Reproduce the entries exactly. Omit none of them.

### Record extracts ###

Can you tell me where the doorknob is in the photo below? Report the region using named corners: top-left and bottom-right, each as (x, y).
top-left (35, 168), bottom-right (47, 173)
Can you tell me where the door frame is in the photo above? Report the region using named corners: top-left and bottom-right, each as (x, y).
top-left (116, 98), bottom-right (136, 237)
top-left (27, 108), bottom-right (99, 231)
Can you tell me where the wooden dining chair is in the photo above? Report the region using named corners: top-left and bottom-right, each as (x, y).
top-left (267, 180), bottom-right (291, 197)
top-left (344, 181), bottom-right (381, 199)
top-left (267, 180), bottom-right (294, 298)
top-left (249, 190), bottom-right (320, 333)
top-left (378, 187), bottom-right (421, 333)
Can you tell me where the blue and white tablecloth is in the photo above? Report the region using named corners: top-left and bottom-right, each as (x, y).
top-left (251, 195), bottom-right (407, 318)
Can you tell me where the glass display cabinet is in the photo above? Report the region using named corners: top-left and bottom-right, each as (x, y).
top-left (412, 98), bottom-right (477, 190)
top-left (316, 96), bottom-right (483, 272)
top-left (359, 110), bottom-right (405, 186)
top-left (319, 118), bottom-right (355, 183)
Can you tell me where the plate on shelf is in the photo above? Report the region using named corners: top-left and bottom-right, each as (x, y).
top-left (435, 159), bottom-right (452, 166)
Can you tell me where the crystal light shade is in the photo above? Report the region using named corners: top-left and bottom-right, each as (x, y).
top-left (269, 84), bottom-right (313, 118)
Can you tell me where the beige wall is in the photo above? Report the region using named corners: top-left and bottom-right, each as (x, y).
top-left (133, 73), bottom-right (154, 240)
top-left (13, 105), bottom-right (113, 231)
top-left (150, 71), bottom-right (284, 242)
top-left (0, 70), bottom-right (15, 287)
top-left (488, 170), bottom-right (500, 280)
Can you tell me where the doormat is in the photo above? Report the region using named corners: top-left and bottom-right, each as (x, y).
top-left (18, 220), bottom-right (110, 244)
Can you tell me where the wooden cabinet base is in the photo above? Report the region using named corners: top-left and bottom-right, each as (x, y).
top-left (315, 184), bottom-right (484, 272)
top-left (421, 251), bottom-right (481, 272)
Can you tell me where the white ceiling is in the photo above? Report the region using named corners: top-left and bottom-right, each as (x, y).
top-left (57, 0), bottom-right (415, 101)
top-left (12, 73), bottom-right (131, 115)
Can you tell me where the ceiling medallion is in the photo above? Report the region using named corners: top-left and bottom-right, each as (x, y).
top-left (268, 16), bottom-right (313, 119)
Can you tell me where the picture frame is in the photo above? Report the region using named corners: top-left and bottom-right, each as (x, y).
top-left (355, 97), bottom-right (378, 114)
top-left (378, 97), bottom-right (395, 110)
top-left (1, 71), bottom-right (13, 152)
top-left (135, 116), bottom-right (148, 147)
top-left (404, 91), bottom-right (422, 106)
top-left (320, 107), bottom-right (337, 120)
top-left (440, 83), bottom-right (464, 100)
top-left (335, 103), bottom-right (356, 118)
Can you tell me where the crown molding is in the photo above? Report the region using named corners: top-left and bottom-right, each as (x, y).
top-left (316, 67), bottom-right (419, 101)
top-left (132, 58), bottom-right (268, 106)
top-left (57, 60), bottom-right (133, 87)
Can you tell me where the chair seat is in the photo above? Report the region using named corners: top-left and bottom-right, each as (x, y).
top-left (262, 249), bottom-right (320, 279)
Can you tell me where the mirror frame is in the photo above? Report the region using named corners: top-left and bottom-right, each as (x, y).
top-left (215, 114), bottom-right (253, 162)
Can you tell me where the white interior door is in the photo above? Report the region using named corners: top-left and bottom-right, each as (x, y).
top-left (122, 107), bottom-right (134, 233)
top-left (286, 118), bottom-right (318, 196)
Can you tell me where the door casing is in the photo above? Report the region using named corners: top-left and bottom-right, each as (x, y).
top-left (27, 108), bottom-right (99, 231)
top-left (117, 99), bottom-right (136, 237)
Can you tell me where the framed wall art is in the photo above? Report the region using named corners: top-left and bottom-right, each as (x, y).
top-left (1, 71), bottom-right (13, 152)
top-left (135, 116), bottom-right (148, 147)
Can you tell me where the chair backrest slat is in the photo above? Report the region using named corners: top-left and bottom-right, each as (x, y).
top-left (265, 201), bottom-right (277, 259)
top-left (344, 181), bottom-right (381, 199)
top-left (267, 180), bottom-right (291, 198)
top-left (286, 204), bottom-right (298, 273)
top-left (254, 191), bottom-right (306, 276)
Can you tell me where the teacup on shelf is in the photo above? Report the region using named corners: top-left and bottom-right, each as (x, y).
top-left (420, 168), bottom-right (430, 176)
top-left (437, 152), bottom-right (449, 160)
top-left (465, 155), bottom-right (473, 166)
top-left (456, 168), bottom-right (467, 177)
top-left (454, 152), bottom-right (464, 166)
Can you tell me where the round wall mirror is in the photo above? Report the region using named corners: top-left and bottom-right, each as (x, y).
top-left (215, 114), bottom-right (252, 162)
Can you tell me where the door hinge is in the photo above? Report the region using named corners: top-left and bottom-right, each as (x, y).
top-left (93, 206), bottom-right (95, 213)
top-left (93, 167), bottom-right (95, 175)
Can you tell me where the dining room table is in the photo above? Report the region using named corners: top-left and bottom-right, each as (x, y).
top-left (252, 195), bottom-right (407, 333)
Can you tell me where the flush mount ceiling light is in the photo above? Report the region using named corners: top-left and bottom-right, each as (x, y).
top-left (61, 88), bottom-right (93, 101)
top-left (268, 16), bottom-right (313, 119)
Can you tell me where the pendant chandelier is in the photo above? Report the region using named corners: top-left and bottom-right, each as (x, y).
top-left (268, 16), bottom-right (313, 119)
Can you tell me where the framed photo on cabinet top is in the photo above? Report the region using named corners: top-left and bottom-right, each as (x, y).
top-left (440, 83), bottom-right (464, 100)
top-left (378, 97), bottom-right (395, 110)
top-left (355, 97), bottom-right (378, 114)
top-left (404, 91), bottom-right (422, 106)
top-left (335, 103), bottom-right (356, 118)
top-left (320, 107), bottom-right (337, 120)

###

● The completed task
Can you tell me where the doorknob is in the photo below? Report the region using named corners: top-left and bottom-right, each as (x, y).
top-left (35, 168), bottom-right (47, 173)
Can you tell me where the door frame is in the photo above? Report the region using named corners: top-left and bottom-right, each as (x, y).
top-left (116, 98), bottom-right (136, 237)
top-left (27, 108), bottom-right (99, 231)
Can you tell me where the wooden dining chair is in the photo above? Report the region using named corners: top-left and bottom-right, each as (x, y).
top-left (267, 180), bottom-right (291, 197)
top-left (344, 181), bottom-right (381, 199)
top-left (267, 180), bottom-right (294, 298)
top-left (249, 190), bottom-right (320, 333)
top-left (378, 187), bottom-right (421, 333)
Can you tell me where the blue and white tablecloth is in the photo above? Report the region using named corners: top-left and bottom-right, each as (x, y).
top-left (251, 195), bottom-right (407, 318)
Can you tell me where the glass display cabinet is in the photo above? Report the region using named corners: top-left and bottom-right, each as (x, y).
top-left (412, 98), bottom-right (477, 190)
top-left (316, 96), bottom-right (483, 272)
top-left (359, 110), bottom-right (405, 186)
top-left (319, 118), bottom-right (355, 183)
Can you tell me where the plate on shelf is in the photo above? Report the region using named corners: top-left and bottom-right, each as (x, y).
top-left (435, 159), bottom-right (452, 166)
Can you tell me where the crystal light shade is in the photo above? Report the region using named corners: top-left and bottom-right, each as (x, y).
top-left (269, 84), bottom-right (313, 118)
Can you tell me where the beige wall is in the photo above? Report the region using named corners: top-left and bottom-right, each as (x, y).
top-left (133, 73), bottom-right (154, 240)
top-left (13, 105), bottom-right (113, 231)
top-left (150, 71), bottom-right (284, 242)
top-left (0, 70), bottom-right (15, 287)
top-left (488, 170), bottom-right (500, 280)
Can you tell me where the doormat is in the photo above? Report the region using named corners: top-left and bottom-right, each as (x, y).
top-left (18, 220), bottom-right (110, 244)
Can you tell me where the wooden cabinet base is in the photo above? Report the region using named corners: top-left and bottom-right, each as (x, y).
top-left (315, 184), bottom-right (484, 272)
top-left (421, 251), bottom-right (481, 272)
Can you tell me where the white ceiling is in the photo above? Report the region using named corners: top-left and bottom-right, each as (x, y).
top-left (57, 0), bottom-right (415, 101)
top-left (12, 73), bottom-right (131, 115)
Can you tell me where the ceiling medallion is in the photo above? Report the region using named corners: top-left and bottom-right, each as (x, y).
top-left (268, 16), bottom-right (313, 119)
Can you tell me where the picture frame is in the photo above? Report the region using named corners: top-left and bottom-right, each as (x, y).
top-left (355, 97), bottom-right (378, 114)
top-left (378, 97), bottom-right (395, 110)
top-left (1, 71), bottom-right (13, 152)
top-left (135, 116), bottom-right (148, 147)
top-left (404, 91), bottom-right (422, 106)
top-left (320, 107), bottom-right (337, 120)
top-left (440, 83), bottom-right (464, 100)
top-left (335, 103), bottom-right (356, 118)
Can you tell me where the crown molding is in the photo above? Report the region using named corners: top-left and bottom-right, each as (x, y).
top-left (316, 67), bottom-right (419, 101)
top-left (132, 58), bottom-right (268, 106)
top-left (57, 60), bottom-right (133, 87)
Can you tell me where the chair seat is in the photo above? Report the region using named corners: top-left and bottom-right, each as (x, y).
top-left (262, 249), bottom-right (320, 279)
Can you tell me where the mirror frame is in the photo above? Report the region using named corners: top-left and bottom-right, each as (x, y).
top-left (215, 114), bottom-right (253, 162)
Can you tell me where the white interior door is in the photo above? Report the region using named corners: top-left and bottom-right, each as (x, y).
top-left (122, 107), bottom-right (134, 233)
top-left (286, 118), bottom-right (318, 196)
Can you tell me where the door casing is in the photo above? Report the region using named corners: top-left and bottom-right, each as (x, y).
top-left (27, 108), bottom-right (99, 231)
top-left (117, 99), bottom-right (136, 237)
Can you tell me where the framed wall art is in the photo above? Report the region using named corners: top-left and bottom-right, each as (x, y).
top-left (1, 71), bottom-right (13, 152)
top-left (135, 116), bottom-right (148, 147)
Can you tell me where the chair backrest slat is in the photo above? Report the region using named corners: top-left and bottom-right, each as (x, y).
top-left (265, 201), bottom-right (277, 259)
top-left (344, 181), bottom-right (381, 199)
top-left (267, 180), bottom-right (291, 198)
top-left (286, 204), bottom-right (298, 273)
top-left (254, 191), bottom-right (306, 276)
Can you tell me where the teacup on shelf is in the photo above? Report the region using named corners: top-left and bottom-right, each as (x, y).
top-left (420, 168), bottom-right (430, 176)
top-left (437, 152), bottom-right (449, 160)
top-left (465, 155), bottom-right (473, 166)
top-left (456, 168), bottom-right (467, 177)
top-left (454, 152), bottom-right (464, 166)
Can you tell me where the round wall mirror is in the photo above? Report the region using named corners: top-left and bottom-right, each as (x, y).
top-left (215, 114), bottom-right (252, 162)
Can you tell me where the door hinge is in the photo above? Report the region using named corners: top-left and bottom-right, each as (x, y).
top-left (93, 206), bottom-right (95, 213)
top-left (93, 167), bottom-right (95, 175)
Can you tell me where the dining room table is in the photo above? Report the region using named corners: top-left and bottom-right, each as (x, y).
top-left (252, 195), bottom-right (407, 333)
Can you tell me where the flush mount ceiling light is in the photo above? Report the region using named corners: top-left and bottom-right, each as (x, y).
top-left (61, 88), bottom-right (93, 101)
top-left (268, 16), bottom-right (313, 119)
Can you tell me where the pendant chandelier is in the photo above? Report the region using named corners: top-left and bottom-right, each as (x, y).
top-left (268, 16), bottom-right (313, 119)
Can you tell me where the framed photo on cabinet top is in the photo above? Report the region using named corners: top-left and bottom-right, each as (x, y).
top-left (440, 83), bottom-right (464, 100)
top-left (378, 97), bottom-right (395, 110)
top-left (355, 97), bottom-right (378, 114)
top-left (404, 91), bottom-right (422, 106)
top-left (335, 103), bottom-right (356, 118)
top-left (320, 107), bottom-right (337, 120)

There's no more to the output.